YOUR GOAL: Convert all of the data below into a Markdown table with two columns, No. and Text, giving each non-blank line its own numbered row. Leave the pictures out.

[Data records]
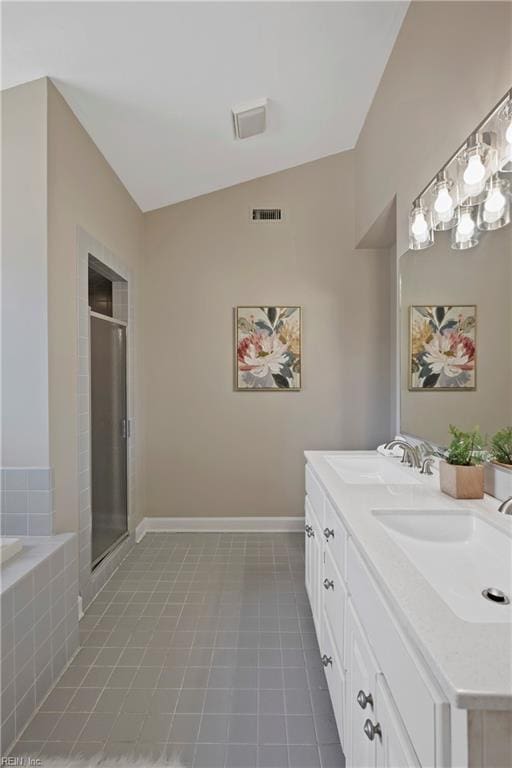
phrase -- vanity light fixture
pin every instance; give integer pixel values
(475, 159)
(470, 194)
(465, 234)
(494, 212)
(444, 203)
(421, 233)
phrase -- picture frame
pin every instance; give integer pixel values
(442, 354)
(268, 348)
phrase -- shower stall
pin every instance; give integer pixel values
(109, 433)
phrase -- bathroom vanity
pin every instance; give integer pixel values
(418, 662)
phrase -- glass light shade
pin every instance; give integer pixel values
(465, 234)
(421, 233)
(494, 212)
(476, 169)
(444, 203)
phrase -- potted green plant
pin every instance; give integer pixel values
(501, 447)
(461, 472)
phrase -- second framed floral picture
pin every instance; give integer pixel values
(268, 352)
(442, 348)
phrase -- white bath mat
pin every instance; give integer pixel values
(100, 761)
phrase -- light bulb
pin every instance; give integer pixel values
(419, 227)
(444, 205)
(494, 205)
(465, 227)
(475, 171)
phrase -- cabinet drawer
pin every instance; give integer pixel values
(316, 495)
(335, 676)
(335, 537)
(335, 601)
(422, 707)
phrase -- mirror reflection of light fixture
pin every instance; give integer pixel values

RESPONSE TO THE TASK:
| No. | Text |
|---|---|
| 1 | phrase -- vanity light fixture |
| 2 | pin every instance; give integer pixel values |
| 3 | (475, 159) |
| 4 | (470, 194) |
| 5 | (465, 234) |
| 6 | (494, 212) |
| 7 | (444, 203) |
| 8 | (421, 233) |
| 9 | phrase -- picture frame |
| 10 | pin every instance; give integer pixel values |
| 11 | (442, 354) |
| 12 | (268, 348) |
| 13 | phrase -- shower stall |
| 14 | pin every instance; give integer pixel values |
| 15 | (109, 433) |
| 16 | phrase -- bathroom vanity |
| 17 | pin every instance; give integer pixel values |
| 18 | (418, 662) |
| 19 | phrase -- glass light shade |
| 20 | pin every instance; give integer pixel values |
| 21 | (465, 234) |
| 22 | (421, 233) |
| 23 | (494, 212) |
| 24 | (476, 169) |
| 25 | (444, 203) |
| 26 | phrase -- potted green plant |
| 27 | pin every instance; give integer pixel values |
| 28 | (501, 447) |
| 29 | (461, 472) |
| 30 | phrase -- second framed floral picture |
| 31 | pin every instance; give integer pixel values |
| 32 | (268, 352) |
| 33 | (442, 348) |
| 34 | phrase -- white bath mat |
| 35 | pin every instance; give integer pixel values |
| 36 | (100, 761) |
| 37 | phrase -- light bulb |
| 38 | pin every instance; give integer pixel values |
| 39 | (419, 227) |
| 40 | (444, 205) |
| 41 | (494, 205) |
| 42 | (465, 227) |
| 43 | (475, 171) |
| 44 | phrase -- cabinet drawer |
| 45 | pin every instance; give integer pixel values |
| 46 | (316, 495) |
| 47 | (335, 676) |
| 48 | (335, 537) |
| 49 | (335, 601) |
| 50 | (422, 707) |
| 51 | phrase -- mirror reflection of light fixture |
| 52 | pin every instance; give integer pixel values |